Written exercise
Extract each line of the material below that contains the string "Query". Treat uppercase and lowercase letters as different.

Material provided

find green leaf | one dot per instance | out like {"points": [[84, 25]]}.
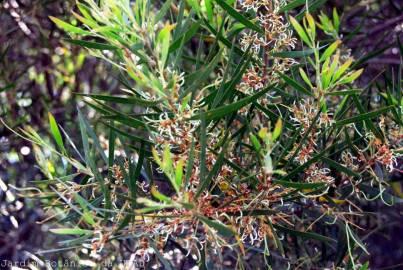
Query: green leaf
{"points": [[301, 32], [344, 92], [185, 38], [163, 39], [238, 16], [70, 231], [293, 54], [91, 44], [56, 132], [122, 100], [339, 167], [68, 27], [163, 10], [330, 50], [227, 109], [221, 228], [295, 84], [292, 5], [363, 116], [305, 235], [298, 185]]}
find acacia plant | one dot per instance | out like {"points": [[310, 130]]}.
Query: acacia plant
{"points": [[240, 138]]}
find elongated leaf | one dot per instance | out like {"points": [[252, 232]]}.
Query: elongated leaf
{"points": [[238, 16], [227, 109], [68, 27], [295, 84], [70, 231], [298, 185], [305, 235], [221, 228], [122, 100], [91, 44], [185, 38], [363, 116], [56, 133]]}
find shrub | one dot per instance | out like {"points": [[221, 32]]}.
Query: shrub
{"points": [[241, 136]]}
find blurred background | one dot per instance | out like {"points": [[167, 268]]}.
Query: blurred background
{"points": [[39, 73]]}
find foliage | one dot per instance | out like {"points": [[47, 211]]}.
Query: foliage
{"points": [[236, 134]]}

---

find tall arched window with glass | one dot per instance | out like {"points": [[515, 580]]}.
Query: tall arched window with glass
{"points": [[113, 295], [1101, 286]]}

Response for this exercise
Query: green leaf
Query: acacia plant
Query: elongated leaf
Query: shrub
Query: blurred background
Query: foliage
Query: tall arched window with glass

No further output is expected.